== Raw data

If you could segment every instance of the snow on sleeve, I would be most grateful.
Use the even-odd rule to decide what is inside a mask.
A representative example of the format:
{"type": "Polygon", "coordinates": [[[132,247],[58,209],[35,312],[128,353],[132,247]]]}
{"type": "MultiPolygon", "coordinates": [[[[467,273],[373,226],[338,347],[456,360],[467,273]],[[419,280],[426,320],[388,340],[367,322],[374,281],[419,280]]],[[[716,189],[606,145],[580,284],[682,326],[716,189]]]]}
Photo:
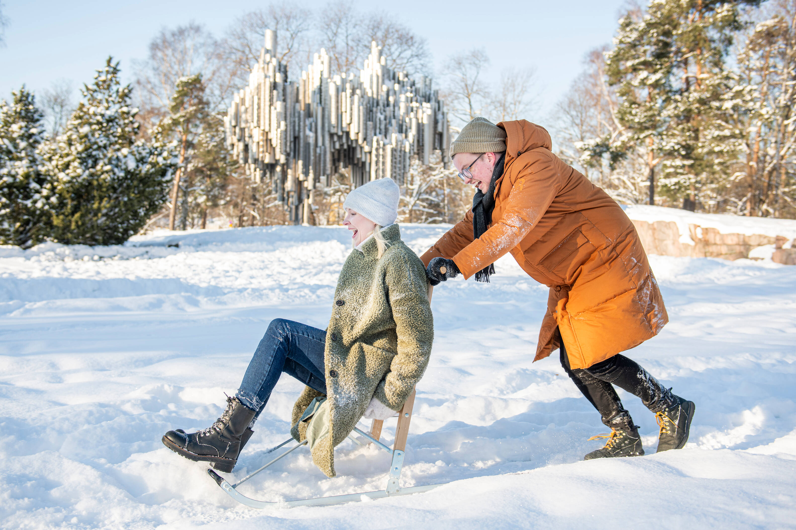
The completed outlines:
{"type": "Polygon", "coordinates": [[[513,180],[503,183],[504,186],[510,184],[512,189],[502,218],[494,220],[483,235],[453,258],[465,279],[519,245],[560,190],[558,172],[548,157],[533,161],[515,175],[513,180]]]}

====

Rewrite the listing above with "even-odd rule" changed to "nonzero winding rule" and everything else left as it stands. Leave the picture out of your version.

If you could segment every instance of the snow on sleeve, I would be most grateful.
Use the nonzero winding rule to decide what is inside a mask.
A representative example of the format:
{"type": "Polygon", "coordinates": [[[132,247],[58,209],[35,312],[128,353],[132,247]]]}
{"type": "MultiPolygon", "coordinates": [[[[467,273],[373,226],[338,347],[456,360],[467,273]],[[419,280],[426,320],[388,340],[367,322],[374,281],[419,280]]],[[[716,189],[606,145],[580,284],[682,326],[716,189]]]]}
Photo:
The completed outlines:
{"type": "Polygon", "coordinates": [[[513,180],[503,183],[504,186],[510,184],[512,189],[502,218],[494,220],[483,235],[453,258],[465,279],[519,245],[560,190],[558,172],[548,157],[533,161],[515,175],[513,180]]]}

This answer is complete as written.